▶ [Dataset entries]
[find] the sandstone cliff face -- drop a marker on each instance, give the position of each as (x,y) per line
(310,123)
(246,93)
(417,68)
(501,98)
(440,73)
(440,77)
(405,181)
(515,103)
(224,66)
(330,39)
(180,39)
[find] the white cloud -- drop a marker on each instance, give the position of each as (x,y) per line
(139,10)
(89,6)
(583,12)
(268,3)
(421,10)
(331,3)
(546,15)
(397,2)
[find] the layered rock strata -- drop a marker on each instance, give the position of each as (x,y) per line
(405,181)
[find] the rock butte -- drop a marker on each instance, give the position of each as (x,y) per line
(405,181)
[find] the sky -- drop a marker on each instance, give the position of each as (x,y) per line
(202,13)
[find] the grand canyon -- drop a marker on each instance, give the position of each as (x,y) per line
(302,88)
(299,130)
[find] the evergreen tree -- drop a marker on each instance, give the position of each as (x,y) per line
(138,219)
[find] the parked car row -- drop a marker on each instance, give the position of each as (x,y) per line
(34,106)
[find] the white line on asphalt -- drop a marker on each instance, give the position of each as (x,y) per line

▶ [Exercise details]
For each line in the listing, return it exactly as shown.

▶ [Written response]
[find] the sandstone cliff face -- drop a marker on each instance, give the position of each as (x,y) per line
(310,123)
(246,93)
(417,68)
(501,98)
(440,73)
(440,77)
(405,181)
(515,103)
(224,66)
(330,39)
(180,39)
[find] the white cloud -- drop a marker on each instance, give the position of each as (x,y) per line
(139,10)
(89,6)
(583,12)
(268,3)
(421,10)
(331,3)
(546,15)
(397,2)
[find] the layered rock strata -- drop a marker on each instance, give the position of each as (x,y) per line
(405,181)
[find] the rock butte -- drop a marker on each instance, give the position of each as (x,y) per line
(405,181)
[find] the sky -- drop a marker on each instance, give the position of each as (x,y) per line
(202,13)
[find] the grand canyon -- drop a marker on each instance, give the position of each as (x,y) per line
(302,88)
(299,130)
[find] the evergreen tree -- drop a marker on each instance, give the position of each as (x,y) per line
(138,219)
[find] the parked car row -- drop a marker on each instance, give the position of each as (x,y) per line
(34,106)
[find] the white line on asphalt -- drop a marker on each instance, give the position of each as (x,y) per line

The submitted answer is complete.